### Consignes
A – Relevez toutes les quantités et proportions que mentionne l'extrait sur Ève Langelier, chacune avec ce qu'elle désigne.
B – Reprenez l'extrait sur Ève Langelier et poursuivez-le après sa dernière phrase.

### Extrait à lire

Au cégep, Ève Langelier rêvait de dessiner des avions. Inspirée par la passion de son père pour le pilotage, elle aspirait à les concevoir. À l’université, elle s’est donc inscrite au baccalauréat en génie mécanique. La jeune femme s’est alors retrouvée plongée dans un « milieu de gars ».  « 90 % des étudiants étaient masculins, et la situation n’a pas changé aujourd’hui », raconte la professeure au Département de génie mécanique de l’Université de Sherbrooke. Une réalité qui se traduit également dans la composition du corps enseignant de la faculté, qui compte huit femmes sur une centaine de professeurs.

Plusieurs domaines du génie peinent toujours à attirer les femmes. En tant que titulaire de la Chaire du CRSNG pour les femmes en sciences et génie au Québec, Ève Langelier s’est donné pour mission de démystifier ces milieux boudés par la gente féminine. Avec ses séries de vidéos Changer le monde au féminin et D’une femme à une autre, la Chaire souhaite présenter des modèles de rôles et déconstruire les idées préconçues et les stéréotypes véhiculés sur les sciences et le génie.

### Entrées fournies

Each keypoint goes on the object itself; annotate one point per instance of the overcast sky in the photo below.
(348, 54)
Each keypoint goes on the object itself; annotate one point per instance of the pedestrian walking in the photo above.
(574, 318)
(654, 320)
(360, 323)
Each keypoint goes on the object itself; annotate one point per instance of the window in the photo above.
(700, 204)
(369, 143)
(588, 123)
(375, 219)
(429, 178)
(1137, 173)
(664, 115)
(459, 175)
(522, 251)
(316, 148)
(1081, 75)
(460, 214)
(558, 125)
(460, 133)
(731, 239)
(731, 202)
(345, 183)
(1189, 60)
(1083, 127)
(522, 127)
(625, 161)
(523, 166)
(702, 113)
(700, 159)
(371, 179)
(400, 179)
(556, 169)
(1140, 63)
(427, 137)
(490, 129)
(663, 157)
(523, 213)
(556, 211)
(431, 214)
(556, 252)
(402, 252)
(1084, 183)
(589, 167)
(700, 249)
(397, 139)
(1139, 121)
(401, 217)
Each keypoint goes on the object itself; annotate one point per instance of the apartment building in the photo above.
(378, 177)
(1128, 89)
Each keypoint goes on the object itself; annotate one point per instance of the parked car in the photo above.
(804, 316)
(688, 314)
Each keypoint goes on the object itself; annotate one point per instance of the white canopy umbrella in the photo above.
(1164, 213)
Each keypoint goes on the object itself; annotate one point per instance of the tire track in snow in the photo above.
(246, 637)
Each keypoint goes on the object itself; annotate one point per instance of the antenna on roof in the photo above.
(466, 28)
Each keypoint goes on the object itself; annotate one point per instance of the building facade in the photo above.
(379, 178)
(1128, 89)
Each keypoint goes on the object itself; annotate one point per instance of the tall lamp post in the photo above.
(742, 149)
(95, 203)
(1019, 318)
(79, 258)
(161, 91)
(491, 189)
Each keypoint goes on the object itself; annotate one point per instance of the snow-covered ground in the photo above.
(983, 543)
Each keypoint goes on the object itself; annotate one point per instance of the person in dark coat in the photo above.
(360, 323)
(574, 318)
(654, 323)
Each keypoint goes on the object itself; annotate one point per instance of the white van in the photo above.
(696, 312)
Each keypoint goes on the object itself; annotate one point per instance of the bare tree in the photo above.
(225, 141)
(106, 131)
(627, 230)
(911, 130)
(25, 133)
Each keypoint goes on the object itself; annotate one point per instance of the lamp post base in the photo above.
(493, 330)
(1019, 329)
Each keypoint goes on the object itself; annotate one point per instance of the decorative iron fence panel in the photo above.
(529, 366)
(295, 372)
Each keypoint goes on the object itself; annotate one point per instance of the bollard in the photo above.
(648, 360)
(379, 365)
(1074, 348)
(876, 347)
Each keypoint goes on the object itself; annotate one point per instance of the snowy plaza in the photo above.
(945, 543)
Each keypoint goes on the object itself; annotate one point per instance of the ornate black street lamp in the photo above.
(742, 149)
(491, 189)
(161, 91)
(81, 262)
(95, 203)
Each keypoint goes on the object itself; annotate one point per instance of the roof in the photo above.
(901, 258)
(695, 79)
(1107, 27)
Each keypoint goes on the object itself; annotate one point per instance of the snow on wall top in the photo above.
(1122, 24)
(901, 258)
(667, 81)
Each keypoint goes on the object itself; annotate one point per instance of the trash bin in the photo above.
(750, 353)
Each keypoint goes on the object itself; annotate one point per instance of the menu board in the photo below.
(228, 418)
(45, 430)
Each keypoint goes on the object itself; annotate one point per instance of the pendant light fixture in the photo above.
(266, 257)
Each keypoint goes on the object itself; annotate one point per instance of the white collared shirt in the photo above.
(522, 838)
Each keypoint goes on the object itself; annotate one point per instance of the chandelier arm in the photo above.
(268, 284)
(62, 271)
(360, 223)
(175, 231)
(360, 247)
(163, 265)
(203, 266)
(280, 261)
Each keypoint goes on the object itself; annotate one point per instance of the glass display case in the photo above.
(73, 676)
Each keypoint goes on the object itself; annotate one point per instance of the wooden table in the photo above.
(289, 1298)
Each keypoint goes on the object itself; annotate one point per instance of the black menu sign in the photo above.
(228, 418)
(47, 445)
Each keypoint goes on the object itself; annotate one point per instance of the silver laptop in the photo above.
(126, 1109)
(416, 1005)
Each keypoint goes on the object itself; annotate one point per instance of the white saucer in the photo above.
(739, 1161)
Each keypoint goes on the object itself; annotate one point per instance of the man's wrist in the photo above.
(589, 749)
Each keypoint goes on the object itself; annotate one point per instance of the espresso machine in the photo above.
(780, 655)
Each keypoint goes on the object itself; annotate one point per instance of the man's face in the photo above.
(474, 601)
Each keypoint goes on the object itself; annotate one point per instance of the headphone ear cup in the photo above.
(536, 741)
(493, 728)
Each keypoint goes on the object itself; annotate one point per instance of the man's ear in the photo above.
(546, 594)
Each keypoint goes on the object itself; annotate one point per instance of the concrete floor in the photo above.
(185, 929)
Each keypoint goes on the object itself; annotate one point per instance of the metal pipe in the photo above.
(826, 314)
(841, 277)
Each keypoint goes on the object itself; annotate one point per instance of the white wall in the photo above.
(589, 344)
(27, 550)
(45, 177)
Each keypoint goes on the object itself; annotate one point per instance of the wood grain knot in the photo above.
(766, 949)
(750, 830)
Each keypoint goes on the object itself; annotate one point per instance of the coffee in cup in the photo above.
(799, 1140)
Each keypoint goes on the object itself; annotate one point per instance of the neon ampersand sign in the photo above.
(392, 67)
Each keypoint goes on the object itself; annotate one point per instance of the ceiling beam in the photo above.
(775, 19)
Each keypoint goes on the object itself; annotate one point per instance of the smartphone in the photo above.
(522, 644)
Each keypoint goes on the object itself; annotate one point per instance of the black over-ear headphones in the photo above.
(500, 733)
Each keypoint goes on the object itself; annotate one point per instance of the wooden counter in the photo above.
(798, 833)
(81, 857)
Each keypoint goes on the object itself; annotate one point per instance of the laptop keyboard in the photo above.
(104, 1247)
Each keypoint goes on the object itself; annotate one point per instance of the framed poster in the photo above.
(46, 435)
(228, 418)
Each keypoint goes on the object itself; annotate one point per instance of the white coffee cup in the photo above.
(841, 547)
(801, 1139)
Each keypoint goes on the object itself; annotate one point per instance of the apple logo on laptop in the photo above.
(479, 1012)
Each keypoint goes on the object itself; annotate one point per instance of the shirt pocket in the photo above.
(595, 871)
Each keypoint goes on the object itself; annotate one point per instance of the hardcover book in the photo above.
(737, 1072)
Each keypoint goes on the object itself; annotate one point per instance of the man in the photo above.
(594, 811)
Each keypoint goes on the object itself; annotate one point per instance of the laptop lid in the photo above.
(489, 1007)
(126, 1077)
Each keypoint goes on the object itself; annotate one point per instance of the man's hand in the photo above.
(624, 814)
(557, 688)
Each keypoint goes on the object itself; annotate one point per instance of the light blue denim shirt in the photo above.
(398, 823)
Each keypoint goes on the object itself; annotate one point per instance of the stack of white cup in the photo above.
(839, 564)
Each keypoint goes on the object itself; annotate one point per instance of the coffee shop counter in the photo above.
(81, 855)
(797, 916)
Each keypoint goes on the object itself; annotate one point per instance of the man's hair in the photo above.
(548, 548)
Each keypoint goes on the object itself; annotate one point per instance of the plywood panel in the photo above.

### Réponses
A –
90 % : la part des étudiants masculins en génie mécanique.
Huit : le nombre de femmes dans le corps enseignant de la faculté.
Une centaine : le nombre total de professeurs de la faculté.

B –
La face cachée du génie mécanique

Mais pourquoi le génie mécanique, particulièrement, rebute-t-il autant les femmes ? Ève Langelier a notamment remarqué qu’au primaire, les enseignantes, qui sont majoritaires, sont souvent peu à l’aise avec la technologie. Leur anxiété déteint-elle sur leurs petites élèves ? Au début du secondaire, l’intérêt des filles envers les mathématiques et l’univers technologique est à son plus bas. Question de culture ? « Les filles ont plus d’attirance pour les domaines qui aident les gens », constate Ève Langelier, qui a d’ailleurs fait sa maîtrise, son doctorat et son postdoctorat dans une branche plus « humaine » du génie mécanique. En effet, après son baccalauréat, l’ingénieure a délaissé les avions pour la bioingénierie, qui applique des concepts d’ingénierie à la médecine, à la biologie et au sport afin d’améliorer la qualité de vie des gens ou les performances sportives, par exemple. « Ce domaine n’est même pas connu des jeunes au cégep. La plupart associent le génie mécanique à l’automobile, alors que c’est plutôt l’étude du mouvement », précise-t-elle.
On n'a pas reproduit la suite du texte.